:: Excerpt provided ::
※
I grew up in the SBC, joined the church when I was 12, got baptized and started preaching when I was 18. I got saved when I was 23 when I finally heard a clear presentation of the gospel from the KJV. I have no respect for the religious system you are a part of and that is exactly what it is, a system.

As far as the WCF is concerned I could care less about their declaration. I do not need nor desire the approval of any man as to my ministry. I am accountable only to my savior.

2 Tim 2:15 Study to shew thyself approved unto God, a workman that needeth not to be ashamed, rightly dividing the word of truth.

My desire is to be approved of God and you can only do that by Rightly Dividing the word. Of course you would not know that since your Bible doesn't say what mine does.

According to 2Tim 3:16-17 all a man needs for the work of the ministry is the Word of God. Not Greek, Hebrew nor the opinions of man.

2 Tim 3:16-17
16 All scripture is given by inspiration of God, and is profitable for doctrine, for reproof, for correction, for instruction in righteousness:
17 That the man of God may be perfect, throughly furnished unto all good works.

I am perfectly furnished to do the will of God with the KJV.

1 Tim 2:3-4
3 For this is good and acceptable in the sight of God our Savior;
4 Who will have all men to be saved, and to come unto the knowledge of the truth.

I appreciate your effort to set me straight, I can only hope that you would have the same zeal to instruct your religious brethren on the importance of a clear presentation of the gospel. 

Eph 3:8-9
8 Unto me, who am less than the least of all saints, is this grace given, that I should preach among the Gentiles the unsearchable riches of Christ;
9 And to make all men see what is the fellowship of the mystery, which from the beginning of the world hath been hid in God, who created all things by Jesus Christ:


IN HIS GRACE

Steve Atwood
Pastor, Grace Bible Church

----- Original Message ----- ​


----------



## blhowes (Mar 23, 2007)

Its tempting to express my negative thoughts about the pastor's response, but I'll resist and focus on those things that were positive:


caddy said:


> <snip>
> 2 Tim 2:15 Study to shew thyself approved unto God, a workman that needeth not to be ashamed, rightly dividing the word of truth.
> 
> <snip>
> ...



 and


----------



## caddy (Mar 23, 2007)

Bob

All of that post was the Pastor's, not mine, save my opening comment which stated:


_*"I communicated my last email to this Pastor after I received this!
Most Grevious:"*_





blhowes said:


> Its tempting to express my negative thoughts about your last post, but I'll resist and focus on those things that were positive:
> 
> and


----------



## blhowes (Mar 23, 2007)

caddy said:


> Bob
> 
> All of that post was the Pastor's, not mine, save my opening comment which stated:
> 
> ...


Steve,
Sorry about my lack of clarity. I realized the bulk of the post was the Pastor's response, and its very tempting to comment negatively about his response. 

I reworded my post so its closer to what I meant.

Bob


----------



## Chris (Mar 23, 2007)

caddy said:


> I communicated my last email to this Pastor after I received this!
※
:: Exercise 1 ::
Convert the rows, starting with the line containing "Spot the teal" and going on through the last row, into a two-column CSV with the headers row_text and answer. Put each row's text and its answer in one quoted field apiece, and replace any line breaks with spaces.
※
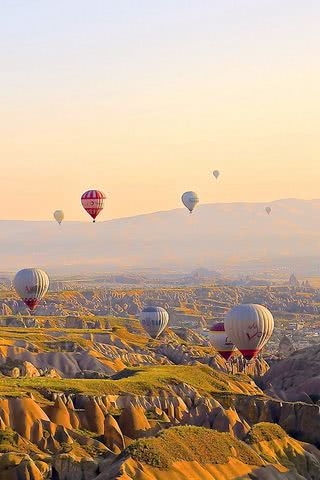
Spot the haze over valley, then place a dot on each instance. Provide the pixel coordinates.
(218, 236)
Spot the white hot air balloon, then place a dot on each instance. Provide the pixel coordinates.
(249, 327)
(59, 216)
(220, 341)
(31, 284)
(154, 320)
(190, 200)
(268, 210)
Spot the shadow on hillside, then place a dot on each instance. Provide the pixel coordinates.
(125, 374)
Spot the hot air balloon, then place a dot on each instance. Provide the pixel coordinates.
(59, 216)
(93, 202)
(220, 341)
(31, 284)
(190, 200)
(249, 326)
(268, 210)
(154, 320)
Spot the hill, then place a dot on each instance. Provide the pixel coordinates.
(216, 234)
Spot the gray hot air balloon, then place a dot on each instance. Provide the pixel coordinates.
(31, 284)
(190, 200)
(154, 320)
(268, 210)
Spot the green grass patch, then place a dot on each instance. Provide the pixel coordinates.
(138, 381)
(191, 444)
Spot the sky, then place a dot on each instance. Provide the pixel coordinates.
(144, 99)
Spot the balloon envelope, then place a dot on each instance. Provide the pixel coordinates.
(31, 284)
(249, 327)
(93, 202)
(154, 320)
(190, 200)
(220, 340)
(59, 216)
(268, 210)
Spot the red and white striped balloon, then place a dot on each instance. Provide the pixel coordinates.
(93, 202)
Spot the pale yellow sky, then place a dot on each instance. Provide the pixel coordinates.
(148, 108)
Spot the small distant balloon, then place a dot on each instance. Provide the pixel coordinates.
(93, 202)
(190, 200)
(31, 284)
(59, 216)
(268, 210)
(154, 320)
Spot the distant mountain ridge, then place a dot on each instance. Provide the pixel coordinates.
(215, 234)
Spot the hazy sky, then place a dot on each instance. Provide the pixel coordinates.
(143, 99)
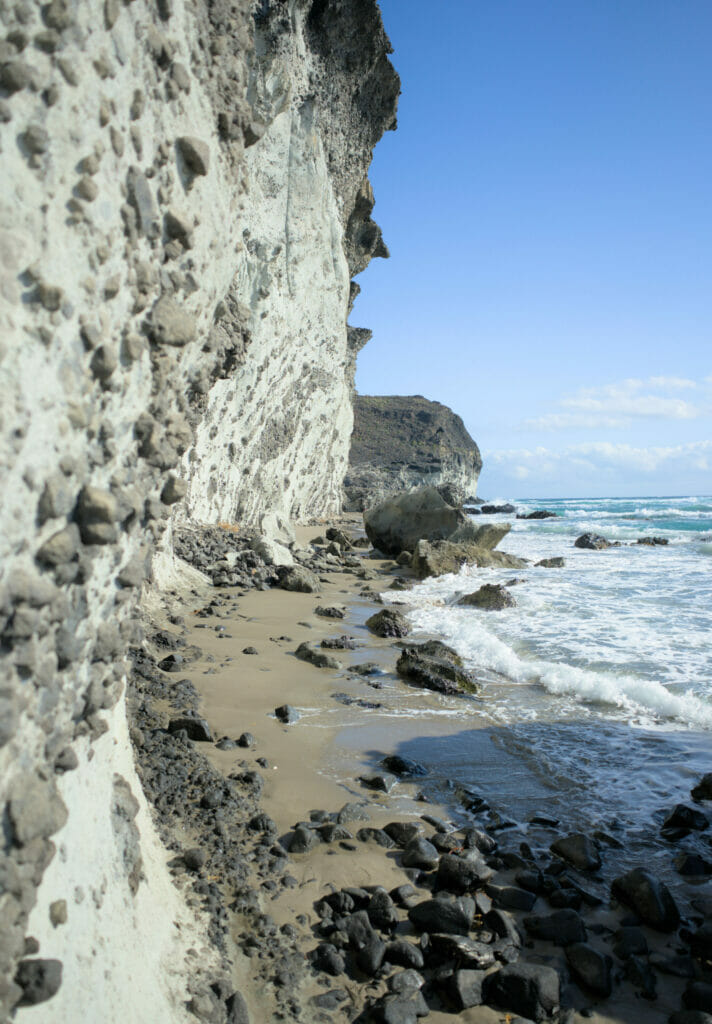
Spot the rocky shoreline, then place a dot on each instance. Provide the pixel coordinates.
(374, 907)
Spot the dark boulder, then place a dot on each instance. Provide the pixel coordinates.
(451, 916)
(464, 988)
(404, 953)
(511, 898)
(462, 873)
(685, 819)
(369, 949)
(420, 853)
(650, 898)
(591, 542)
(388, 623)
(303, 840)
(399, 522)
(505, 509)
(538, 514)
(433, 666)
(403, 766)
(307, 652)
(404, 833)
(701, 941)
(590, 968)
(562, 927)
(437, 557)
(380, 780)
(287, 714)
(462, 949)
(382, 912)
(197, 728)
(703, 791)
(297, 578)
(528, 989)
(578, 850)
(39, 979)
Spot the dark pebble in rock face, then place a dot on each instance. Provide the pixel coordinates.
(648, 897)
(525, 988)
(403, 766)
(39, 979)
(197, 728)
(287, 714)
(403, 832)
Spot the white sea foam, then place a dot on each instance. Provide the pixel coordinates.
(624, 632)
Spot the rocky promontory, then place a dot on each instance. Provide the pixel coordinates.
(401, 442)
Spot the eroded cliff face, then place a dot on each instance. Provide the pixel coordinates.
(401, 442)
(185, 203)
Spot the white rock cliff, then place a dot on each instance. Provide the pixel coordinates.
(185, 202)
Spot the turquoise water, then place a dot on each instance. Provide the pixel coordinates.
(598, 683)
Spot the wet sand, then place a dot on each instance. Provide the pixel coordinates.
(315, 763)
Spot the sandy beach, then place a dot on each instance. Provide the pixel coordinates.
(243, 666)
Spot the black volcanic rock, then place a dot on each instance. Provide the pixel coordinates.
(400, 442)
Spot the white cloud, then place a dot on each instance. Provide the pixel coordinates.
(602, 458)
(617, 406)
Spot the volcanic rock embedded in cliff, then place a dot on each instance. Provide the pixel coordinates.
(404, 442)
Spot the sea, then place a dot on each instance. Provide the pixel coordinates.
(595, 700)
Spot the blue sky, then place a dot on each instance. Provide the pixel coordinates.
(547, 201)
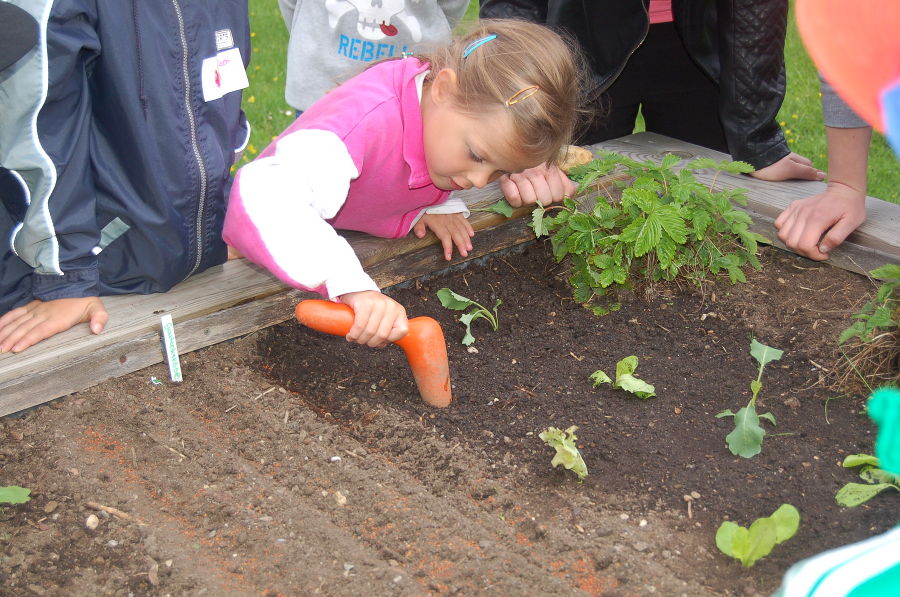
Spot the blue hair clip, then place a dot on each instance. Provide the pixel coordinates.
(477, 43)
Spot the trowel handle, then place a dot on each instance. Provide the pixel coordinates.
(325, 316)
(424, 345)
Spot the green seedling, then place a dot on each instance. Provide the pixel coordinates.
(746, 439)
(876, 481)
(664, 225)
(13, 494)
(567, 453)
(502, 207)
(625, 379)
(749, 545)
(881, 314)
(457, 302)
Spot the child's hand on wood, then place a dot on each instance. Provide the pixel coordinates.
(38, 320)
(377, 320)
(451, 229)
(813, 226)
(547, 184)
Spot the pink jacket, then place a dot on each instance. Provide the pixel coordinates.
(355, 161)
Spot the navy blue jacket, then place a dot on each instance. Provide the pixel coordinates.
(116, 165)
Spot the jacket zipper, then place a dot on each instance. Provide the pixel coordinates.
(195, 144)
(618, 72)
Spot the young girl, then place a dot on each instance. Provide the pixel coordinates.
(382, 153)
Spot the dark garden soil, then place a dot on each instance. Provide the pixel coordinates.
(290, 462)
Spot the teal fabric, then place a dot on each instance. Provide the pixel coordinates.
(886, 584)
(884, 409)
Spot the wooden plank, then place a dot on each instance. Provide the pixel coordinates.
(874, 244)
(238, 298)
(84, 369)
(224, 302)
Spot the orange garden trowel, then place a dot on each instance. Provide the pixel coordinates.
(424, 345)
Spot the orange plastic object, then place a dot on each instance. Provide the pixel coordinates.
(424, 345)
※
:: Exercise 2 ::
Reproduce word for word the part of the forum thread starting with "My desire is" and going on through "opinions of man.".

:: Reply 1 ::
row_text,answer
"Spot the teal fabric, then place a dot on each instance. Provide the pixel coordinates.","(886, 584) (884, 409)"
"Spot the wooden plank, then place a dot on each instance. Provide the pixel coordinates.","(874, 244) (238, 298) (84, 369) (224, 302)"
"Spot the orange garden trowel, then place a dot on each instance. Provide the pixel coordinates.","(424, 345)"
"Spot the orange plastic object, then place a dot on each instance. Provide the pixel coordinates.","(424, 345)"

:: Reply 2 ::
My desire is to be approved of God and you can only do that by Rightly Dividing the word. Of course you would not know that since your Bible doesn't say what mine does.

According to 2Tim 3:16-17 all a man needs for the work of the ministry is the Word of God. Not Greek, Hebrew nor the opinions of man.